## Stated goal
Report every line in the rows that contains the string "sock", treating uppercase and lowercase as different.

[Object point labels]
━━━━━━
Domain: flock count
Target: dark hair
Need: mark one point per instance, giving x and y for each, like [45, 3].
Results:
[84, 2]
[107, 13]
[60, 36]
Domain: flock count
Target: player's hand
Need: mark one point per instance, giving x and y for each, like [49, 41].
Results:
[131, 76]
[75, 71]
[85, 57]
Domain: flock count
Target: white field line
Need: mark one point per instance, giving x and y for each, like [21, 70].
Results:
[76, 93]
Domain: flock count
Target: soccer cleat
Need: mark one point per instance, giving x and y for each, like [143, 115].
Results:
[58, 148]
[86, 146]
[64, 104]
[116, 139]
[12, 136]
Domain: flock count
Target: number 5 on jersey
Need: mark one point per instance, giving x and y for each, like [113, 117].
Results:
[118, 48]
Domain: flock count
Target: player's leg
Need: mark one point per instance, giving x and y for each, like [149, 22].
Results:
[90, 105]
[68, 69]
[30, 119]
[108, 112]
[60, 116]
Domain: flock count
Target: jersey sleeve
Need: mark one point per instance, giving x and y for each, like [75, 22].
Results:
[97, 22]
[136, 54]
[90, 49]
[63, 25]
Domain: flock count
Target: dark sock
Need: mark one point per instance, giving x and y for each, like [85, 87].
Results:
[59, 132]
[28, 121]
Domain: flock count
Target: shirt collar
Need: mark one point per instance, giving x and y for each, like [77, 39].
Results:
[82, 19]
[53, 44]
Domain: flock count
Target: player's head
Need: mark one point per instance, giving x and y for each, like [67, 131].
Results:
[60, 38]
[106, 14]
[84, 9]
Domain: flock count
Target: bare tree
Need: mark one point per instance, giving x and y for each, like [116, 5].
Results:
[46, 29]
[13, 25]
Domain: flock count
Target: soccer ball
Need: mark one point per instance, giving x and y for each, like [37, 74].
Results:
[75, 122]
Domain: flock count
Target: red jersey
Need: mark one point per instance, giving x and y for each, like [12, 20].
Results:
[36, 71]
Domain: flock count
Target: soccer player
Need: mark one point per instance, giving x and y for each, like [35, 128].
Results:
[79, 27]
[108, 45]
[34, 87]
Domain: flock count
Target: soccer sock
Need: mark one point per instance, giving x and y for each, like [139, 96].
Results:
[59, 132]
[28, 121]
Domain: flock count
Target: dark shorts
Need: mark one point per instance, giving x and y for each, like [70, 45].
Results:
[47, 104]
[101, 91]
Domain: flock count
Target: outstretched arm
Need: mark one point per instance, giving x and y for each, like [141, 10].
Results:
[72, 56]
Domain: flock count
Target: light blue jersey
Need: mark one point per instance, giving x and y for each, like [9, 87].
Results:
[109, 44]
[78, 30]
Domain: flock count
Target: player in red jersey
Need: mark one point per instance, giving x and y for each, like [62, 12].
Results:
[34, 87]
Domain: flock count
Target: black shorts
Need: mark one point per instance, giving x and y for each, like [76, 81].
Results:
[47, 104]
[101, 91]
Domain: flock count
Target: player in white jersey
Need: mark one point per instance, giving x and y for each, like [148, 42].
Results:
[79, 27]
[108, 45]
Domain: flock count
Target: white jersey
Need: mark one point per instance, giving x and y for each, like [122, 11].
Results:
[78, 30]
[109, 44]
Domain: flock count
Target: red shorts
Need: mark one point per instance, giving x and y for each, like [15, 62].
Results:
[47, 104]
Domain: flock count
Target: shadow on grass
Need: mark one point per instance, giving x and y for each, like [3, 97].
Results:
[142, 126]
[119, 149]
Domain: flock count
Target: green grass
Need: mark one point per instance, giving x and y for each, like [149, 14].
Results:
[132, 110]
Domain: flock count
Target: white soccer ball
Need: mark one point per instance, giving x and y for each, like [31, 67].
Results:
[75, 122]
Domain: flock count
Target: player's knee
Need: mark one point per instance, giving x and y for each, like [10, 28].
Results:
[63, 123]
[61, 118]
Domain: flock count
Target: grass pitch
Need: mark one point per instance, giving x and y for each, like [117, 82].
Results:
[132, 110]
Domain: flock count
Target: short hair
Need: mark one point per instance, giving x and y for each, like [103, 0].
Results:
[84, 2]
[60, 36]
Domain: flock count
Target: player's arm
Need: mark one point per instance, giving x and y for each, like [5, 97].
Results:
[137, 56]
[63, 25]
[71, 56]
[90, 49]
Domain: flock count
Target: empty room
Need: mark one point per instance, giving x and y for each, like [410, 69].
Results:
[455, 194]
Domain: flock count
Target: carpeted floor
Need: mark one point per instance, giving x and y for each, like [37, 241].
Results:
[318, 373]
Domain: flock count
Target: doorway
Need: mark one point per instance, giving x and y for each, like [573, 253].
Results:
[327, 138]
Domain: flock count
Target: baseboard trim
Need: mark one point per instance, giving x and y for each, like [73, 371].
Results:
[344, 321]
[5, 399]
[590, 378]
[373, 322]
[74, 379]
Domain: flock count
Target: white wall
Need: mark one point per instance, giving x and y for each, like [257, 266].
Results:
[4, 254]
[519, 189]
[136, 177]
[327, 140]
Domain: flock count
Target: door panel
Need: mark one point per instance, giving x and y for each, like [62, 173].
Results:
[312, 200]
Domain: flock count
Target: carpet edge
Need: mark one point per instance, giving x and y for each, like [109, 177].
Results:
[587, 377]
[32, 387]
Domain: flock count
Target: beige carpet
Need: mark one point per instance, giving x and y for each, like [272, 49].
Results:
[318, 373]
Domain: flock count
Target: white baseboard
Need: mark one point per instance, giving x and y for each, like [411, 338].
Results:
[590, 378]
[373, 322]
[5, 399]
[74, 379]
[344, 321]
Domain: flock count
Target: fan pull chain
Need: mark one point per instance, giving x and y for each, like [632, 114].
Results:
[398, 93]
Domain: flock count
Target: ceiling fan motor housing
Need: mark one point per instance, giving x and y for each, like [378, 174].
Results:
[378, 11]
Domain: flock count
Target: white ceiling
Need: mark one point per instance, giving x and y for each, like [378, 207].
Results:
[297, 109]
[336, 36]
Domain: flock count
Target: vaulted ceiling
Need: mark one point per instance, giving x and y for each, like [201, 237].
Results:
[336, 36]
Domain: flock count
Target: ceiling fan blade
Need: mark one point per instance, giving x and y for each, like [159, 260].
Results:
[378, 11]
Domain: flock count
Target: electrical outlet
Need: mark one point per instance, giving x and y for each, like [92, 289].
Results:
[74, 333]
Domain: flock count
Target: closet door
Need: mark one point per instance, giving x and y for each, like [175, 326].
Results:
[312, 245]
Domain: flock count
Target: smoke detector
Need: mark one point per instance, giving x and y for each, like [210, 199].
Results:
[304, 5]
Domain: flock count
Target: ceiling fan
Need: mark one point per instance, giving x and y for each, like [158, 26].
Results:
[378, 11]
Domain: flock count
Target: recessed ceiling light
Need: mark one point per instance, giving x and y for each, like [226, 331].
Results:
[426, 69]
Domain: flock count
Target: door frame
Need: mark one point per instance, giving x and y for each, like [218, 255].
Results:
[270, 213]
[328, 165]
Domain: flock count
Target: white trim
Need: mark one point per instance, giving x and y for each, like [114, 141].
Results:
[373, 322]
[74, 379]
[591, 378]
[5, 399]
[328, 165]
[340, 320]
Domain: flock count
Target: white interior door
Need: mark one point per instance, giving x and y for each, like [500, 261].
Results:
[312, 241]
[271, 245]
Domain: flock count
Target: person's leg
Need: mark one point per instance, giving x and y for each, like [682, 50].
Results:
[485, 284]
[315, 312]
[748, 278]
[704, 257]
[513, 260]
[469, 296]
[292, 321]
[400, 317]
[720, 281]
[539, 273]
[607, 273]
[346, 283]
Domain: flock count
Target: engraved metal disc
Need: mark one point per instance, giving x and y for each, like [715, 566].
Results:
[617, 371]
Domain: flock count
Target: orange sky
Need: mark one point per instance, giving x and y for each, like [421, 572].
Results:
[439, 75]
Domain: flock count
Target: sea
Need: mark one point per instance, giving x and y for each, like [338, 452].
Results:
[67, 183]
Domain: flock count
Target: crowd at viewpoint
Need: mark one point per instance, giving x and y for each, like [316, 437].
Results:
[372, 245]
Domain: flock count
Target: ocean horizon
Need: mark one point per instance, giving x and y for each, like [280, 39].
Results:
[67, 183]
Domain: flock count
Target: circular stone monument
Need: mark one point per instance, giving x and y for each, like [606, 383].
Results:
━━━━━━
## In response
Target: dark sock
Target: soccer sock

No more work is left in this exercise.